Each record is to be printed again precisely as it reads.

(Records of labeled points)
___
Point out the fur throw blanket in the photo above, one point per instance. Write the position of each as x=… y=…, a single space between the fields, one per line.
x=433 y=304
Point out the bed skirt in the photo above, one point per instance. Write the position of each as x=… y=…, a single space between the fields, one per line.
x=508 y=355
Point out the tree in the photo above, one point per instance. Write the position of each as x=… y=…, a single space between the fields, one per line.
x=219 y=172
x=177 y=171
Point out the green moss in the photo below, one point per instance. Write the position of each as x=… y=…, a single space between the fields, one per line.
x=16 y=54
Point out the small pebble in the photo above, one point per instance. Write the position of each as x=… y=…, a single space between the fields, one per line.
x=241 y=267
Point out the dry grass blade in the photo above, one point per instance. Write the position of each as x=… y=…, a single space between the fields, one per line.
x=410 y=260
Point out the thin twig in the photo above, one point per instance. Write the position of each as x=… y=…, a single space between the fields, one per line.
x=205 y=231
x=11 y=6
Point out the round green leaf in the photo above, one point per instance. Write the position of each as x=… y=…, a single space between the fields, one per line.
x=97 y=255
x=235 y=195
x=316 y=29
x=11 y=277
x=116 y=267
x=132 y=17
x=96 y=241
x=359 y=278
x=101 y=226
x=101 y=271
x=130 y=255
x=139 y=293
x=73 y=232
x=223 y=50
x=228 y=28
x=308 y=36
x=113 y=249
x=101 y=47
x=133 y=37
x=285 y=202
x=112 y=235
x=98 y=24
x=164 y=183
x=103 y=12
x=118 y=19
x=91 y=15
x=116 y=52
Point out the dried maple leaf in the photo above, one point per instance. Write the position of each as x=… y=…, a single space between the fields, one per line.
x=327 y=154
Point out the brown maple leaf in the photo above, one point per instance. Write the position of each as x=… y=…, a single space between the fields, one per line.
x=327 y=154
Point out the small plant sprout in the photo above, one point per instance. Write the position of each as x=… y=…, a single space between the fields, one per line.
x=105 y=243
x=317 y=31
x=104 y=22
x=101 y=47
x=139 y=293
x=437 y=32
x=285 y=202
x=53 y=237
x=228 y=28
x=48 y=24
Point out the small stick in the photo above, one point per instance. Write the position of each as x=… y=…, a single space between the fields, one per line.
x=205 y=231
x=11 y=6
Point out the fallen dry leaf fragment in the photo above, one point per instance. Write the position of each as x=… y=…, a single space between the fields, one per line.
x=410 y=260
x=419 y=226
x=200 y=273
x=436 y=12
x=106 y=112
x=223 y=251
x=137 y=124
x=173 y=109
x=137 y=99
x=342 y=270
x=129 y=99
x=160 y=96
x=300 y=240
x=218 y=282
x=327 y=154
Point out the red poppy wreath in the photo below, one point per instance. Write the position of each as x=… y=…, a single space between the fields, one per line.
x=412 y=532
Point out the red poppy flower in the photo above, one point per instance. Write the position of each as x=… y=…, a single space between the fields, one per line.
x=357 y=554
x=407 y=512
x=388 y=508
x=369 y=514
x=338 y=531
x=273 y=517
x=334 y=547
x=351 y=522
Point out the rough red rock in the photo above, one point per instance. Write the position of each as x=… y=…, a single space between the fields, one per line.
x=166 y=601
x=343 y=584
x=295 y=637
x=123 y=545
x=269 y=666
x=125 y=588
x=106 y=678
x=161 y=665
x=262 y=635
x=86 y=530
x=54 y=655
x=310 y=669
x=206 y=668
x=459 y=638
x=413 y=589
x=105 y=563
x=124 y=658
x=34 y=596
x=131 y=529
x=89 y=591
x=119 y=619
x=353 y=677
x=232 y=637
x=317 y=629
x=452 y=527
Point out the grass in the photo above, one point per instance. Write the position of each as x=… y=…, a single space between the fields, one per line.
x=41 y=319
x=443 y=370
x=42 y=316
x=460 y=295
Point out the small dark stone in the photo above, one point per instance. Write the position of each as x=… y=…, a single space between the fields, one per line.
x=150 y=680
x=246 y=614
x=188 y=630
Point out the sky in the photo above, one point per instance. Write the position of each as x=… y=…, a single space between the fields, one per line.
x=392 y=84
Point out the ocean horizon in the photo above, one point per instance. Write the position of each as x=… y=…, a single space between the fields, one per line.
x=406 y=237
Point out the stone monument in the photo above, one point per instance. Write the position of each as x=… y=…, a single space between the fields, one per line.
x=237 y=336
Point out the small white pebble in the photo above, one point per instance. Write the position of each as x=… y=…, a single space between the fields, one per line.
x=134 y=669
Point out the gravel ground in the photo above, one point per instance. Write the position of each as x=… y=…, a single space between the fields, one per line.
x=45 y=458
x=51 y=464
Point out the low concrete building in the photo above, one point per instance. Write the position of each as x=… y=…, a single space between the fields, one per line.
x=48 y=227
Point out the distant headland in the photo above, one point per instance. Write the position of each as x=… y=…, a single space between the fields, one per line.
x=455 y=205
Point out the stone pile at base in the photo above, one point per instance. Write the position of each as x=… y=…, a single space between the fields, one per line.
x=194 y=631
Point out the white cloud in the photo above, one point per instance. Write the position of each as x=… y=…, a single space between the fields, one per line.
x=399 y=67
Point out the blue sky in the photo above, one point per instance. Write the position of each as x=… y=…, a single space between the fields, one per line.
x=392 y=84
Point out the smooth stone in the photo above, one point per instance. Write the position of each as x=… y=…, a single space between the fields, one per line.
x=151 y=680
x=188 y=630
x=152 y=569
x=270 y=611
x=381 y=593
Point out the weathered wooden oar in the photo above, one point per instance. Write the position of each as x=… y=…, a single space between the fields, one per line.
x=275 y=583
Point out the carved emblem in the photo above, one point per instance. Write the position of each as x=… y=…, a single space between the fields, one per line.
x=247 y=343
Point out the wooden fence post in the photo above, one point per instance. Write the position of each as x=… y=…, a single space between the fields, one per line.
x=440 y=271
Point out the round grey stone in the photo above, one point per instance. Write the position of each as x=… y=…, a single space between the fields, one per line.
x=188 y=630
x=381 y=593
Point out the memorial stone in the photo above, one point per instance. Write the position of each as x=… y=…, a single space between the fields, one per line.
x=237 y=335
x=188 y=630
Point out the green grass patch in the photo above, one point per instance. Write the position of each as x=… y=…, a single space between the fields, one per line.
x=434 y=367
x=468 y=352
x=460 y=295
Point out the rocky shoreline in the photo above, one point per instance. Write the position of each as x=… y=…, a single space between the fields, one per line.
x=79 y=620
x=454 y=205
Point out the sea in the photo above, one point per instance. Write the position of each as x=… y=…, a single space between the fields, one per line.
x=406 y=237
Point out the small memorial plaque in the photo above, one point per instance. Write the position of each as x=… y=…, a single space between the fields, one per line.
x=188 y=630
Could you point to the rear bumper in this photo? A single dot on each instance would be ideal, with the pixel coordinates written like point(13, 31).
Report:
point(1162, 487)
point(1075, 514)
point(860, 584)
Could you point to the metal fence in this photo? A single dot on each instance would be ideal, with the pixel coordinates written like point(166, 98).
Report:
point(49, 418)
___
SOLUTION FOR THIS TASK
Point out the fur throw blanket in the photo above, one point per instance. Write the position of each as x=… y=…, a single space between the fields, one per line.
x=433 y=304
Point out the bed skirt in the photo above, one point per instance. Write the position of each as x=… y=…, a single space between the fields, one per line.
x=508 y=355
Point out the tree in the photo above, one point per instance. Write the position of each as x=… y=…, a single space between the fields, one per line.
x=219 y=172
x=177 y=171
Point out the green moss in the photo below, one point per instance. Write the position of each as x=… y=…, a single space between the fields, one per line.
x=16 y=54
Point out the small pebble in the photo above, one point per instance. Write the position of each as x=… y=…, a single space between the fields, one per line.
x=241 y=267
Point out the dry grass blade in the photo above, one point per instance. Write the position of each as x=… y=…, a single space between the fields, one per line.
x=410 y=260
Point out the thin twig in the photo above, one point per instance. Write the position of each as x=… y=…, a single space between the fields, one per line.
x=205 y=231
x=11 y=6
Point out the round green leaf in the photo above, one point per instance. Write the position of each as x=… y=…, a single space between the fields, one per line.
x=97 y=255
x=235 y=195
x=316 y=29
x=11 y=277
x=116 y=267
x=132 y=17
x=96 y=241
x=359 y=278
x=101 y=226
x=101 y=271
x=130 y=255
x=139 y=293
x=73 y=232
x=223 y=50
x=228 y=28
x=308 y=36
x=113 y=249
x=101 y=47
x=133 y=37
x=285 y=202
x=112 y=235
x=98 y=24
x=164 y=183
x=103 y=12
x=118 y=19
x=91 y=15
x=116 y=52
Point out the dried maple leaf in the photo above, one point per instance. Write the position of each as x=… y=…, a single space between the fields, one per line.
x=327 y=154
Point out the brown maple leaf in the photo above, one point per instance. Write the position of each as x=… y=…, a single space between the fields, one per line.
x=327 y=154
Point out the small plant sprout in the photo above, one point per instance. Write the position of each as x=… y=…, a single space between the fields, one per line.
x=105 y=243
x=317 y=31
x=104 y=22
x=101 y=47
x=139 y=293
x=437 y=32
x=285 y=202
x=53 y=237
x=228 y=28
x=48 y=24
Point out the small stick in the photo above, one point per instance. Write the position of each as x=… y=…, a single space between the fields, one per line.
x=205 y=231
x=11 y=6
Point out the fallen dry leaf fragment in the photo above, one point per instance. Write the position of each as x=… y=…, a single space between the fields, one per line.
x=410 y=260
x=419 y=226
x=200 y=273
x=436 y=12
x=106 y=112
x=223 y=251
x=137 y=124
x=173 y=109
x=137 y=99
x=342 y=270
x=129 y=99
x=160 y=96
x=300 y=240
x=218 y=282
x=327 y=154
Point out the red poppy wreath in the photo below, one point per instance. Write the position of each as x=… y=…, a single space between the fields, one per line.
x=412 y=532
Point out the red poppy flower in the photo above, one point per instance. Write the position of each as x=… y=…, a single space between the fields, one per line.
x=357 y=554
x=407 y=512
x=388 y=508
x=369 y=514
x=338 y=531
x=273 y=517
x=334 y=547
x=351 y=522
Point out the rough red rock in the photo above, one point per instance. Write the position of each as x=… y=…, a single space between the fields, one per line.
x=166 y=601
x=343 y=584
x=295 y=637
x=123 y=545
x=269 y=666
x=125 y=588
x=106 y=678
x=161 y=665
x=262 y=635
x=86 y=530
x=54 y=655
x=310 y=669
x=206 y=668
x=459 y=638
x=413 y=589
x=105 y=563
x=124 y=658
x=34 y=596
x=131 y=529
x=89 y=591
x=119 y=619
x=353 y=677
x=232 y=637
x=317 y=629
x=452 y=527
Point out the grass in the photo above, one point per instance. Write the position of each as x=… y=…, a single space between the fields, one per line.
x=41 y=319
x=443 y=370
x=42 y=316
x=460 y=295
Point out the small dark stone in the photo above, one point per instance. Write the position of each as x=… y=…, a single space between the fields, one per line.
x=150 y=680
x=246 y=614
x=188 y=630
Point out the sky in the photo above, one point per instance. Write the position of each as x=… y=…, a single space between the fields, one per line.
x=392 y=84
Point out the ocean horizon in the photo above, one point per instance. Write the position of each as x=… y=…, a single space between the fields, one per line.
x=406 y=237
Point out the stone monument in the photo above, one point per instance. Write the position of each as x=… y=…, a single space between the fields, one per line.
x=237 y=336
Point out the small white pebble in the photo above, one point per instance. Write the position of each as x=… y=…, a single space between the fields, one per line.
x=134 y=669
Point out the gravel ground in the photo above, one point per instance. Write the position of each as x=… y=…, a single space between the fields, one per line.
x=45 y=458
x=51 y=464
Point out the low concrete building in the photo above, one point per instance. Write the position of each as x=… y=…, a single space between the fields, one per line.
x=48 y=227
Point out the distant headland in the photo above, one point per instance. Write the position of each as x=… y=…, a single space between the fields, one per line.
x=455 y=205
Point out the stone pile at base in the photo above, one point per instance. Write the position of each as x=… y=…, a single space between the fields, one per line.
x=194 y=631
Point out the white cloud in the photo above, one point per instance. Write the position of each as x=… y=…, a single space between the fields, one per line.
x=399 y=67
Point out the blue sky in the photo above, one point per instance. Write the position of each as x=… y=…, a single space between the fields, one per line.
x=392 y=84
Point out the smooth stone in the photo above, one point per instance. Write the position of each as x=… y=…, a single space between the fields, one per line.
x=151 y=680
x=188 y=630
x=152 y=569
x=270 y=611
x=381 y=593
Point out the weathered wooden oar in the photo above, one point per instance. Write the position of each as x=… y=…, a single space between the fields, one per line.
x=275 y=583
Point out the carved emblem in the photo above, one point per instance. Write the position of each as x=… y=…, a single space between the fields, one per line.
x=247 y=343
Point out the wooden fence post in the photo above, one point per instance. Write the position of each as x=… y=…, a single space between the fields, one per line.
x=440 y=271
Point out the round grey stone in the photo above, one point per instance. Write the position of each as x=… y=…, a single space between the fields, one per line.
x=188 y=630
x=381 y=593
Point out the memorial stone in the photo above, one point per instance. Write the position of each as x=… y=…, a single space between the fields, one per line.
x=237 y=335
x=188 y=630
Point out the green grass patch in the photo above, one point per instance. Write the position of each as x=… y=…, a single space between the fields, one per line.
x=434 y=367
x=468 y=352
x=460 y=295
Point out the rocky shoreline in the photo above, one point per instance. Write the position of each as x=… y=…, a single space between the fields, one per line.
x=79 y=620
x=454 y=205
Point out the sea in the photo above, one point per instance. Write the position of each as x=… y=…, a single space between the fields, one per line.
x=406 y=237
Point out the small memorial plaque in the photo above, one point per instance. Write the position of each as x=… y=…, a single space between the fields, one per line.
x=188 y=630
Could you point to the rear bumper in this photo? A single dot on each instance would be ideal, with the pixel coordinates written like point(13, 31).
Report:
point(1162, 487)
point(1075, 514)
point(860, 584)
Could you point to the metal fence in this photo? A single dot on each instance would be ideal, with the pixel coordinates written like point(166, 98).
Report:
point(49, 418)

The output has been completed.